--- DATA PROVIDED ---
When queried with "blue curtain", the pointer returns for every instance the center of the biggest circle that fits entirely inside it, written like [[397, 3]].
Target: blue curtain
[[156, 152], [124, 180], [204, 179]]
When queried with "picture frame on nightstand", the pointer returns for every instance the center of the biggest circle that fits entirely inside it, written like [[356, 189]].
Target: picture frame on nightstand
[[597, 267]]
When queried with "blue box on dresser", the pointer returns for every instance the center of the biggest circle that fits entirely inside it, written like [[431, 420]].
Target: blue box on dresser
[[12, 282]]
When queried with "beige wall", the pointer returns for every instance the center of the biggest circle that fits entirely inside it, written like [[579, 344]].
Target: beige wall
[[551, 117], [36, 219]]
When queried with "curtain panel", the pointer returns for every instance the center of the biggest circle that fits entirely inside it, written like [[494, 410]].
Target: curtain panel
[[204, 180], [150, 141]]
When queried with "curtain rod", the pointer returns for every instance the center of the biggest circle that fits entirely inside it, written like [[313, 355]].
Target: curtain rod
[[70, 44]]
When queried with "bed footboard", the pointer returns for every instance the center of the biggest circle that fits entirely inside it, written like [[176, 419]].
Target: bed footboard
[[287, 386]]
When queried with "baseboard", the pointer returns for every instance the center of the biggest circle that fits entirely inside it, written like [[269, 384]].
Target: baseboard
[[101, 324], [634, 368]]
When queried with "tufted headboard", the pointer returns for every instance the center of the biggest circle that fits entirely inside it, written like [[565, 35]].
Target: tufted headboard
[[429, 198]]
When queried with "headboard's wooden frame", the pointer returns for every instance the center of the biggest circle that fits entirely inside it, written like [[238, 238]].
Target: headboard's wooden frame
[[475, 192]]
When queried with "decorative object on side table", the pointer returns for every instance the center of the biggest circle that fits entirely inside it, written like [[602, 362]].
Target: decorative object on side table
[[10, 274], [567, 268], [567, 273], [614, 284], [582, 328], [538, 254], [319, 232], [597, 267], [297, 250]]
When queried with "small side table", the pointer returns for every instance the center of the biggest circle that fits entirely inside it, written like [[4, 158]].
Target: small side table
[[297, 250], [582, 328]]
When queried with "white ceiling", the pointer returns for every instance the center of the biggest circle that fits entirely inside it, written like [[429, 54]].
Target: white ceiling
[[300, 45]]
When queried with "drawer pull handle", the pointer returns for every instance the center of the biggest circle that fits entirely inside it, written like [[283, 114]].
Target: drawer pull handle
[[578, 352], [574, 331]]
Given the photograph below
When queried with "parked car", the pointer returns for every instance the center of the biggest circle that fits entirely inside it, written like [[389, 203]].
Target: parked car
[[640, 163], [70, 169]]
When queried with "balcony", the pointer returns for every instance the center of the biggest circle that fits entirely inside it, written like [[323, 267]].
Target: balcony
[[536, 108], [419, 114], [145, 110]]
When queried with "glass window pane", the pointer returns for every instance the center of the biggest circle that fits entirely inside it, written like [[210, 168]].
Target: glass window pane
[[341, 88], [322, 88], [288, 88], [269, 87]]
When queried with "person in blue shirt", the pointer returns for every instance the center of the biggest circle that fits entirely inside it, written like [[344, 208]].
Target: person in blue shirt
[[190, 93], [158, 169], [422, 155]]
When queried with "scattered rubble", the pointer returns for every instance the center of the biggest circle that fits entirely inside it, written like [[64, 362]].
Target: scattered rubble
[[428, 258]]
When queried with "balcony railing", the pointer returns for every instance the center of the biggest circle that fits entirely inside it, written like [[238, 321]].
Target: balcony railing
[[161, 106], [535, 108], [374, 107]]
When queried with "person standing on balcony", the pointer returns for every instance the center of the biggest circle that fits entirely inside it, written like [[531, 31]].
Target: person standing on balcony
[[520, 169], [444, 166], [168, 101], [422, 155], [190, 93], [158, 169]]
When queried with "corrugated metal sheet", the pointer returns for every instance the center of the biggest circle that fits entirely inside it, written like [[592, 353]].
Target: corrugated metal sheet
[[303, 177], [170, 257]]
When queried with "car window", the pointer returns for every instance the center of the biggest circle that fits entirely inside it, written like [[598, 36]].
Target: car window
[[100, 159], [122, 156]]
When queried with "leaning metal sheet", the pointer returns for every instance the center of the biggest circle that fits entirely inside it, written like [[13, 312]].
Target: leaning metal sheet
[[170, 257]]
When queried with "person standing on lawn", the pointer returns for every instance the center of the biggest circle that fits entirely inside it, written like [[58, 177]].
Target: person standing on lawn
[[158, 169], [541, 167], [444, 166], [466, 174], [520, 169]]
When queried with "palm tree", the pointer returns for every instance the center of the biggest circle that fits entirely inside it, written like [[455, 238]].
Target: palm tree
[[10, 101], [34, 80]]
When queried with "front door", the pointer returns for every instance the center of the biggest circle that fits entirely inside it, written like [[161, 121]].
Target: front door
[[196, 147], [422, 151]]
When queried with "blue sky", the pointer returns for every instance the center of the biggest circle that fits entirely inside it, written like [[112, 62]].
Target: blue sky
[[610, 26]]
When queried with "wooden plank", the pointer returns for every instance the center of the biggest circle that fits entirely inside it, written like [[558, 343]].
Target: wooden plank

--- EXERCISE REQUIREMENTS ---
Rewrite everything above from the line containing "like [[238, 238]]." down to the line containing "[[475, 192]]", both included, with the requests unchanged and only the answer coordinates multiplied by 2.3 and rounded to whole numbers, halves rounding up. Leave the format sample in the request as it is, and reproduce no other records.

--- THE OUTPUT ---
When queried with "headboard's wooden frame", the pointer returns for every instance the center of the biggest circle that fits entirely inside it, written like [[238, 238]].
Target: headboard's wooden frame
[[1093, 442]]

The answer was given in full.